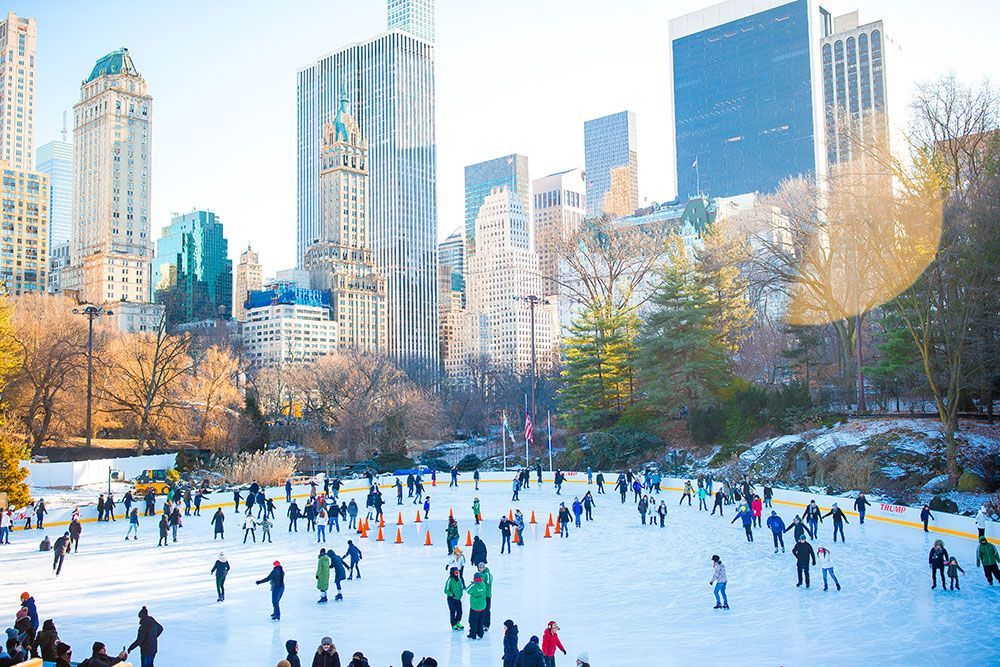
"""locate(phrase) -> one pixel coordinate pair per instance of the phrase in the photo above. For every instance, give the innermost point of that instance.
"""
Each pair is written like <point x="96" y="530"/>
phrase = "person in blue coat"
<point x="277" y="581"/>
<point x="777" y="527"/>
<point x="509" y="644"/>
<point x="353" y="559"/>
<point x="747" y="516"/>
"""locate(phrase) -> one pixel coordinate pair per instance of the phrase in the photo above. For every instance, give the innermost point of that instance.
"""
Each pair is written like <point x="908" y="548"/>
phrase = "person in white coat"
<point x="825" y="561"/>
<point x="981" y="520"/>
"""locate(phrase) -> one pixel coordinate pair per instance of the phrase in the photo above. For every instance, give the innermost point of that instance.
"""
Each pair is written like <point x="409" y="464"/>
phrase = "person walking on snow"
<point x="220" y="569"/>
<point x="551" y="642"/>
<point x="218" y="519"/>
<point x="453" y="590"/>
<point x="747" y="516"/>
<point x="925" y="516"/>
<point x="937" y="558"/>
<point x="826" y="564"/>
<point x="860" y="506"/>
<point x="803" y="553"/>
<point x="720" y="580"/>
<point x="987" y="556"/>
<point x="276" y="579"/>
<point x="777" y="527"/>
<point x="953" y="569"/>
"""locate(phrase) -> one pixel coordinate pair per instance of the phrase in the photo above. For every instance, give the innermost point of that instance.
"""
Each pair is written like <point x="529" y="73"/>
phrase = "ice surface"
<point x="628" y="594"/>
+ + + +
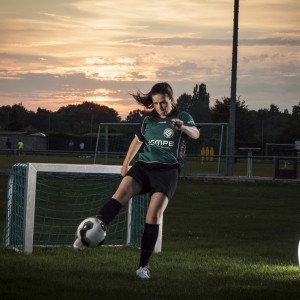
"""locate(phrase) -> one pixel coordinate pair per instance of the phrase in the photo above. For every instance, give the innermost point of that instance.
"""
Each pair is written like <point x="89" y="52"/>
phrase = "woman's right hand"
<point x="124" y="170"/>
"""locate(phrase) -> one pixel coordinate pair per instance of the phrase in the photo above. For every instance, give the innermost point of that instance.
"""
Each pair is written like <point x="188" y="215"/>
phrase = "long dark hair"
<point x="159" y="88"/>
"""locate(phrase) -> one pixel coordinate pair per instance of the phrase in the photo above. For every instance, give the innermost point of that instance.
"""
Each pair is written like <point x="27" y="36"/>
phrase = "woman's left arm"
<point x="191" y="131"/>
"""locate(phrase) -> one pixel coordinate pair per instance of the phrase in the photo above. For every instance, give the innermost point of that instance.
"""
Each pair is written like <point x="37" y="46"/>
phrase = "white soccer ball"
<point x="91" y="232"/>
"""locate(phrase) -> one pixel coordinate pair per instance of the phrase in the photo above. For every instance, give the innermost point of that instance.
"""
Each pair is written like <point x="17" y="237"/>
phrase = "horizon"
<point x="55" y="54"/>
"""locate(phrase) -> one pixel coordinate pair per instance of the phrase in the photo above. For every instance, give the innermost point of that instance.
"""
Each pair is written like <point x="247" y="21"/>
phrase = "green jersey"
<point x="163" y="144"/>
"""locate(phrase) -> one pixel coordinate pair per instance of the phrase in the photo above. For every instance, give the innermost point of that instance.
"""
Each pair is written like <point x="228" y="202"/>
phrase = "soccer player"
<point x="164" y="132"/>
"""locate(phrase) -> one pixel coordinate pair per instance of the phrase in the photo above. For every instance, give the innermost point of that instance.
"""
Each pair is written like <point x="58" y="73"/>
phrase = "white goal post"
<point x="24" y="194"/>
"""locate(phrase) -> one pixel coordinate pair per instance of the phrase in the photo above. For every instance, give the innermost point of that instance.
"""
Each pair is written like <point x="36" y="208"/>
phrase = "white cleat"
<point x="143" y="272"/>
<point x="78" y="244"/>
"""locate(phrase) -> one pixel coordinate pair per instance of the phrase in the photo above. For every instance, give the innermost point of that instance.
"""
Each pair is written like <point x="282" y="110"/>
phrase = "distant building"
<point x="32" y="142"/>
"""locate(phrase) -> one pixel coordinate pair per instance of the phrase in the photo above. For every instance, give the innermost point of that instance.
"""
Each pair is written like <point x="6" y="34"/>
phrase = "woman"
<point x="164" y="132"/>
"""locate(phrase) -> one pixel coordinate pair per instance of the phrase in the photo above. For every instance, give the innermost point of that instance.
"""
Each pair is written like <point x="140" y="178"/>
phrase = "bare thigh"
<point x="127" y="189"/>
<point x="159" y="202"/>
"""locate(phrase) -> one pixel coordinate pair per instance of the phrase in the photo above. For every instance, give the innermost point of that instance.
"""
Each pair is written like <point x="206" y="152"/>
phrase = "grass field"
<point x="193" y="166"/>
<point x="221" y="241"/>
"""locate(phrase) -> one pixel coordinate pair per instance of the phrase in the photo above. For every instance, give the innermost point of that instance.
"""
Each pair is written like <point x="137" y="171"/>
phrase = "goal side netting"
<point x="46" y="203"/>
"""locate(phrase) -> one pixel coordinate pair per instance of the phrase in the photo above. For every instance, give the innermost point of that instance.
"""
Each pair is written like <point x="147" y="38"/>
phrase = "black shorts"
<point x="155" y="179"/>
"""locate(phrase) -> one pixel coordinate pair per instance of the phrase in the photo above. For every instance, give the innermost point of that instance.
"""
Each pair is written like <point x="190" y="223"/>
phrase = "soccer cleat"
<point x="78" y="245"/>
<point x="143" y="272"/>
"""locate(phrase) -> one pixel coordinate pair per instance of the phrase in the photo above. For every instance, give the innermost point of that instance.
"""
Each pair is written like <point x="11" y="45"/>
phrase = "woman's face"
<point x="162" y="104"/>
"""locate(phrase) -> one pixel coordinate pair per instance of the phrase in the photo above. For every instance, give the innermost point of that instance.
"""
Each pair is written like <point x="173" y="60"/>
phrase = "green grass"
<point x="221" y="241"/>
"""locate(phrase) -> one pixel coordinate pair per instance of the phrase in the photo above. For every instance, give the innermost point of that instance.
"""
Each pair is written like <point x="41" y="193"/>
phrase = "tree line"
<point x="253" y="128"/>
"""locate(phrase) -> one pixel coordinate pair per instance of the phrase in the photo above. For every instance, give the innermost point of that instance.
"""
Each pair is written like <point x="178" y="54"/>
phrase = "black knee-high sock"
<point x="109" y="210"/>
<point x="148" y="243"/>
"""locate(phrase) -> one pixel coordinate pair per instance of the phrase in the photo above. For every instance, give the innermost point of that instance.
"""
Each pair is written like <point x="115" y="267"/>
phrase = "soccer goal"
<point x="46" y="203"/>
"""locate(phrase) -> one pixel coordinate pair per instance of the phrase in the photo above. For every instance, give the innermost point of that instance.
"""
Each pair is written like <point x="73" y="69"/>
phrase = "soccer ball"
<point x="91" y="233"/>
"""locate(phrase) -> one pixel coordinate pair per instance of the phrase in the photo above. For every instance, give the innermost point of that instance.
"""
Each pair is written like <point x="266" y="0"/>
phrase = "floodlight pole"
+ + + +
Which lines of the material contain the string "cleat"? Extract each of them, treating case as significant.

phrase = "white cleat"
phrase = "soccer cleat"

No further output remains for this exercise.